Exercise 9: Policy and value iteration#

Note

  • The exercises material is divided into general information (found on this page) and the actual exercise instructions. You can download this weeks exercise instructions from here:

  • You are encouraged to prepare the homework problems 1, 2 (indicated by a hand in the PDF file) at home and present your solution during the exercise session.

  • To get the newest version of the course material, please see Making sure your files are up to date

Markov decision processes#

The Markov Decision Process (MDP) is a mathematical description of the problem solved by most reinforcement learning methods. It will be represented as the class MDP and will stand in the same relationship to methods such as value iteration as the DPModel play to the dynamical programming method.

Let’s look at the MDP for the frozen-lake gridworld environment. It looks as follows:

# BookGridEnvironment
from irlc.gridworld.gridworld_environments import FrozenLake
from irlc import train, Agent, interactive
env = FrozenLake(render_mode="human")  # Pass render_mode='human' for visualization.
env, agent = interactive(env, Agent(env))  # Make th
env.reset()     # You always need to call reset
env.plot()      # Plot the environment.
env.close()

(Source code, png, hires.png, pdf)

../_images/ex09-1.png

We can instantiate the MDP class directly, or extract if from the gridworld environment as env.mdp. A couple of examples:

This code plots the initial state, all non-terminal states, and the actions in the initial state:

>>> from irlc.gridworld.gridworld_environments import FrozenLake
>>> mdp = FrozenLake().mdp  # Get the MDP.
>>> mdp.initial_state # States are tuples (x, y)
(0, 3)
>>> mdp.A(mdp.initial_state) # Get all actions in the initial state
(0, 1, 2, 3)

Warning

The actions available in the different states are not the same in the gridworld environment. Specifically, the winning (goal) state only has a single action, which takes the environment to the terminal state. Let’s take a look:

>>> from irlc.gridworld.gridworld_environments import FrozenLake
>>> mdp = FrozenLake().mdp
>>> mdp.A( (0, 3) )         # Actions in the starting state
(0, 1, 2, 3)
>>> mdp.A( (0, 0) )         # Actions the bottom-left state
(0,)

Transitions probabilities#

The transition probabilities:

\[P(s', r | s, a)\]

Are represented as a function Psr() that returns a dictionary of the form {(s1, r1): p1, (s2, r2): p2, ...}, compare to irlc.ex02.dp_model.DPModel.Pw(). An example:

>>> from irlc.gridworld.gridworld_environments import FrozenLake
>>> mdp = FrozenLake().mdp
>>> transitions = mdp.Psr(mdp.initial_state, 0)
>>> for (sp, r), p in transitions.items():
...     print(f"P(s'={sp}, r={r} | s={mdp.initial_state}, a=0) = {p}")
... 
P(s'=(0, 3), r=0 | s=(0, 3), a=0) = 0.6666666666666667
P(s'=(1, 3), r=0 | s=(0, 3), a=0) = 0.3333333333333333

Note

It is easy to miss, but (Sutton and Barto [SB18]) distinguish between

  • The set of all states, \(\mathcal{S}^+\) corresponding to states()

  • The set of all non non-terminal states \(\mathcal{S}\) corresponding to nonterminal_states()

> _SHORT EXERCISE A_
On the exercise page, what does mdp.A((0, 0)) return for the bottom-left state of FrozenLake?

> _EXERCISE DATA_
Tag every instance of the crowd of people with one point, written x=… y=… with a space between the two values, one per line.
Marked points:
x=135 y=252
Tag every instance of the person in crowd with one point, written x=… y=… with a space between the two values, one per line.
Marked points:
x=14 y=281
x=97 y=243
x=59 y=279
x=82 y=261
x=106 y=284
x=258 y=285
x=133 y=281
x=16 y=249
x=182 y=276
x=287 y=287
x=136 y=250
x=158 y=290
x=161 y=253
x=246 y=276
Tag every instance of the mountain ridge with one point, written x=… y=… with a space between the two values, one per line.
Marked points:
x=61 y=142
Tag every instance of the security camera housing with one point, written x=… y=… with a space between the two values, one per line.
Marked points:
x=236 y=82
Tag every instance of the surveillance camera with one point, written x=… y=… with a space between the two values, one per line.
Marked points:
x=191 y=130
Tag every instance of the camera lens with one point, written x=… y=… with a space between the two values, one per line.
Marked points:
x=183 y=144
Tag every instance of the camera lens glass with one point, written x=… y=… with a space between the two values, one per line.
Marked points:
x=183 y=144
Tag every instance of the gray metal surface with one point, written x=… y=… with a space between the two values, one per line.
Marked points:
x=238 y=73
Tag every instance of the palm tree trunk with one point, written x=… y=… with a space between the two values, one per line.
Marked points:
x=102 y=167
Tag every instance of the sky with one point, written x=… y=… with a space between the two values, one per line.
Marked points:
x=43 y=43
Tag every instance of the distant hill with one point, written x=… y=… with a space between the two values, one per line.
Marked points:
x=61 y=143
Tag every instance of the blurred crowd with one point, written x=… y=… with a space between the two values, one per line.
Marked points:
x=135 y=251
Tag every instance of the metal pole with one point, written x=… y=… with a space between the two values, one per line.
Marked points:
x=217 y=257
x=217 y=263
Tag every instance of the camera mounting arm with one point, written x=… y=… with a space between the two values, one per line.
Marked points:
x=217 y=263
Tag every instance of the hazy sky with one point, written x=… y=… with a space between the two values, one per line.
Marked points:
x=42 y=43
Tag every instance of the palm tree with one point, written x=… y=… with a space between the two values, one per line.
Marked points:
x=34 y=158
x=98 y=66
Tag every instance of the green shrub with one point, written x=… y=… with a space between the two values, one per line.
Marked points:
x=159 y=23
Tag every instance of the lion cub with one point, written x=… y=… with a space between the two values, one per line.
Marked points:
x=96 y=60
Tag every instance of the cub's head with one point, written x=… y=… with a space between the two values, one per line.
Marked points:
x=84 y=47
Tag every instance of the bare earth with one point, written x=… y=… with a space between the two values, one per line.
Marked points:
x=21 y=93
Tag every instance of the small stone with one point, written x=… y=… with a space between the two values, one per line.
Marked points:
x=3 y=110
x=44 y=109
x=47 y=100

> _SHORT EXERCISE B_
Copy out the part of the rows that starts with the line containing "Tag every instance of the small" and runs through the last row, including both ends.

> _EXERCISE ANSWER A_
(0,)

> _EXERCISE ANSWER B_
Tag every instance of the small stone with one point, written x=… y=… with a space between the two values, one per line.
Marked points:
x=3 y=110
x=44 y=109
x=47 y=100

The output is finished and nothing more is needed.